Written task – Reproduce the items below verbatim, starting at the line that contains "Keep to these rules. Indicate every instance of the tail" and ending at the final line of the items.
───
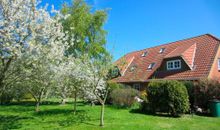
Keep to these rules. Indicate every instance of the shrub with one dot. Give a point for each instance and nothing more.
(112, 86)
(190, 89)
(168, 96)
(206, 90)
(124, 97)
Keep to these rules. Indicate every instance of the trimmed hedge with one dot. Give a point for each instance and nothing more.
(124, 97)
(206, 90)
(167, 96)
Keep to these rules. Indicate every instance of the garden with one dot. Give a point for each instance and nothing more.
(56, 73)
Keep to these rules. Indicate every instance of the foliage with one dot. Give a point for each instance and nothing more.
(190, 89)
(124, 97)
(54, 116)
(206, 90)
(168, 96)
(87, 28)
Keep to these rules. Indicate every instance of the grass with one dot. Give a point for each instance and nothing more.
(55, 116)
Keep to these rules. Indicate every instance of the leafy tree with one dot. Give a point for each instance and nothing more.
(31, 44)
(97, 78)
(87, 28)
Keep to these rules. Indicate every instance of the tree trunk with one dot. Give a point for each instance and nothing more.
(75, 101)
(63, 101)
(37, 108)
(102, 114)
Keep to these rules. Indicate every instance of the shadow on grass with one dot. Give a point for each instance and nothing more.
(11, 122)
(51, 112)
(78, 118)
(81, 116)
(159, 114)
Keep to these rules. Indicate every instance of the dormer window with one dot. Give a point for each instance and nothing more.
(173, 64)
(132, 68)
(218, 63)
(161, 50)
(151, 66)
(144, 54)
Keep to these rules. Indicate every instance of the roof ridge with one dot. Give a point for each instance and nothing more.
(213, 36)
(174, 42)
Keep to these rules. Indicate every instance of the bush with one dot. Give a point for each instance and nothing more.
(112, 86)
(206, 90)
(190, 89)
(168, 96)
(124, 97)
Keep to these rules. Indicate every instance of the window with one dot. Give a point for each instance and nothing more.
(132, 68)
(144, 54)
(162, 50)
(151, 66)
(218, 63)
(137, 86)
(173, 64)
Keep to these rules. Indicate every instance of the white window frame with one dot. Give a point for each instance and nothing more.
(218, 63)
(137, 86)
(173, 66)
(161, 50)
(151, 65)
(144, 54)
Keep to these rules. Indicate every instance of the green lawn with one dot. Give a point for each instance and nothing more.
(61, 117)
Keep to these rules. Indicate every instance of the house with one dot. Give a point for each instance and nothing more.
(188, 59)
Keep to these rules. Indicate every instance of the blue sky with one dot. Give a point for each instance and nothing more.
(137, 24)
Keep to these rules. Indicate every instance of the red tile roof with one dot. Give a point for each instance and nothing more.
(198, 53)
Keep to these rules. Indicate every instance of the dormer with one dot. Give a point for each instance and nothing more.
(144, 54)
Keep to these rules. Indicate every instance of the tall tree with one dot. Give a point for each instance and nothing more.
(97, 74)
(87, 28)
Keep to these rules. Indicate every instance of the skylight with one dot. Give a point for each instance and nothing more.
(151, 66)
(162, 50)
(144, 54)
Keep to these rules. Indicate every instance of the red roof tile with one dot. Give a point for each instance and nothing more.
(197, 52)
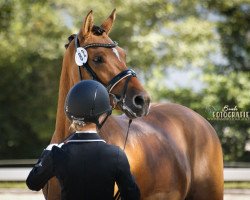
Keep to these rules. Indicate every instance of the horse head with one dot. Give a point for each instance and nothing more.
(93, 55)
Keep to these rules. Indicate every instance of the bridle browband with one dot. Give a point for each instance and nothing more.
(129, 73)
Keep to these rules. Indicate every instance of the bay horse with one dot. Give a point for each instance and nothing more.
(174, 153)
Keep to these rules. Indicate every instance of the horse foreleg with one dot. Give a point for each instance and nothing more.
(51, 190)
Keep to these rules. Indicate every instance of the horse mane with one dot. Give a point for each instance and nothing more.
(96, 30)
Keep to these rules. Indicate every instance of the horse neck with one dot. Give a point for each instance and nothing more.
(62, 124)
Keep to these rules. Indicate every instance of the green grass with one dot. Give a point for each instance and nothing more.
(237, 185)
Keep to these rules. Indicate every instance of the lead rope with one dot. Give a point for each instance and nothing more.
(118, 194)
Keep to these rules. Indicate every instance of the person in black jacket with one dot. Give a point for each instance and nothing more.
(86, 167)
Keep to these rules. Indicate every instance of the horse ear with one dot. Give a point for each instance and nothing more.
(107, 24)
(87, 24)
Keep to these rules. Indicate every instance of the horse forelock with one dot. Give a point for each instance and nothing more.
(97, 30)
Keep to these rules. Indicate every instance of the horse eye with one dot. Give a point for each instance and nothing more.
(98, 59)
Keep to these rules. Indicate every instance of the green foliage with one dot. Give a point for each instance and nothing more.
(190, 35)
(30, 55)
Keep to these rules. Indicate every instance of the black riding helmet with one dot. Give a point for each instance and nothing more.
(87, 101)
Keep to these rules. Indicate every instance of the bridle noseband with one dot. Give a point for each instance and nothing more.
(129, 73)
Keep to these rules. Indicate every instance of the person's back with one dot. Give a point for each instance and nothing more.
(86, 167)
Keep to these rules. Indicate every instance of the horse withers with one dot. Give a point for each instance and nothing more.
(174, 153)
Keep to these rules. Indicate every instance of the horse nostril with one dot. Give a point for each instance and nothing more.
(139, 101)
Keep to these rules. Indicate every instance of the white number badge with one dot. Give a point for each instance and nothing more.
(81, 56)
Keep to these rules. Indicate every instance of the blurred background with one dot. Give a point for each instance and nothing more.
(191, 52)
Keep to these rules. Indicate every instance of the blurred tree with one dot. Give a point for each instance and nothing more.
(30, 59)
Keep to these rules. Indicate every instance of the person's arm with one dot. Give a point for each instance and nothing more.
(125, 181)
(42, 171)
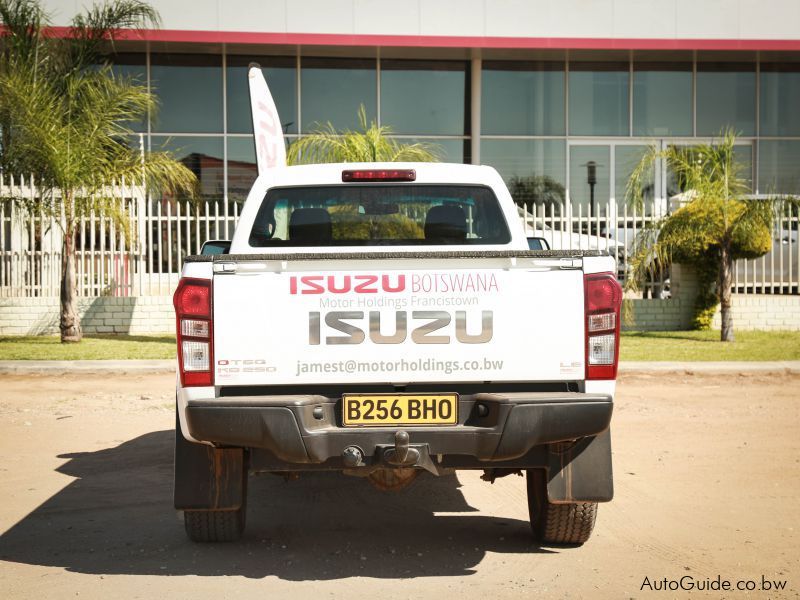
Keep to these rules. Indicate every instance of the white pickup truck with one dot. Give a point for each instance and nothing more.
(383, 319)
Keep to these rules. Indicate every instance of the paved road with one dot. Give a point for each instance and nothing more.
(707, 473)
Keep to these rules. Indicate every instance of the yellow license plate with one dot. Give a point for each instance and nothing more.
(386, 410)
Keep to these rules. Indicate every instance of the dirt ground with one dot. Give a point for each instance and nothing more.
(707, 476)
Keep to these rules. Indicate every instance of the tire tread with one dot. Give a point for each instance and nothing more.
(214, 525)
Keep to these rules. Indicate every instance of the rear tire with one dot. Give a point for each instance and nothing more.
(570, 523)
(214, 525)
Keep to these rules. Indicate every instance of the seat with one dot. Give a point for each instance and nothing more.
(310, 225)
(447, 224)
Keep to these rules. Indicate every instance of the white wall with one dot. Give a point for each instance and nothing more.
(668, 19)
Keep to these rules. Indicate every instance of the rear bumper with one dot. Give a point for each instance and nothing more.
(306, 430)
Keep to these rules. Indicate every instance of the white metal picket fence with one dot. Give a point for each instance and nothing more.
(144, 258)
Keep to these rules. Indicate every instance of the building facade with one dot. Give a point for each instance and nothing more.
(538, 89)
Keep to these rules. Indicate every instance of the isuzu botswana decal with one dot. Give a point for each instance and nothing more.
(394, 284)
(435, 320)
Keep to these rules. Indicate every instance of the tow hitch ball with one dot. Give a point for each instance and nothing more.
(401, 454)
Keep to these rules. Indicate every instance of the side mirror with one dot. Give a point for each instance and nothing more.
(538, 244)
(213, 247)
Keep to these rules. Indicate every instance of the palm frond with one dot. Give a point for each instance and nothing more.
(369, 144)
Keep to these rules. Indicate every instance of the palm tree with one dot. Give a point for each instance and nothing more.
(716, 226)
(67, 117)
(370, 144)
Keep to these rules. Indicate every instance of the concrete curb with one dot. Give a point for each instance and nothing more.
(778, 366)
(53, 367)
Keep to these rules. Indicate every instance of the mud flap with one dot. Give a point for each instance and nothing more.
(208, 478)
(581, 472)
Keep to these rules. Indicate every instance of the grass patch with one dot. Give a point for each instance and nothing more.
(95, 347)
(705, 346)
(635, 345)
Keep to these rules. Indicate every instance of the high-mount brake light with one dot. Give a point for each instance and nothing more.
(379, 175)
(603, 298)
(192, 301)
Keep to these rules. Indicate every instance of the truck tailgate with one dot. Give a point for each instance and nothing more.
(397, 321)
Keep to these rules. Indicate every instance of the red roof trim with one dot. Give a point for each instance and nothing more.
(442, 41)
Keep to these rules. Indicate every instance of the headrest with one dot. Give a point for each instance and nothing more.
(310, 225)
(446, 223)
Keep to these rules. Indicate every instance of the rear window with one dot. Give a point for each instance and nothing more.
(379, 215)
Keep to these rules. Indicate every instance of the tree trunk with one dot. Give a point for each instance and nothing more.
(725, 283)
(70, 320)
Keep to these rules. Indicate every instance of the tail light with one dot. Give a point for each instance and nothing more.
(379, 175)
(195, 331)
(602, 302)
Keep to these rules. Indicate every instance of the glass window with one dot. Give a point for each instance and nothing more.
(379, 215)
(332, 90)
(598, 98)
(242, 167)
(448, 150)
(189, 88)
(424, 97)
(726, 97)
(535, 170)
(135, 67)
(662, 98)
(743, 154)
(779, 167)
(780, 98)
(626, 158)
(202, 154)
(281, 76)
(522, 98)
───
Worked solution –
Keep to these rules. Indicate every instance of the tail light with one dot. Give a point for each instance and nothing more.
(379, 175)
(195, 331)
(602, 302)
Keep to these rules. Indicate every instance of the glass window with one dot. Give a point for each instance and nothing more.
(379, 215)
(332, 90)
(598, 98)
(242, 167)
(448, 150)
(189, 88)
(424, 97)
(726, 97)
(535, 170)
(135, 67)
(662, 98)
(743, 154)
(779, 167)
(780, 98)
(626, 158)
(202, 154)
(281, 76)
(522, 98)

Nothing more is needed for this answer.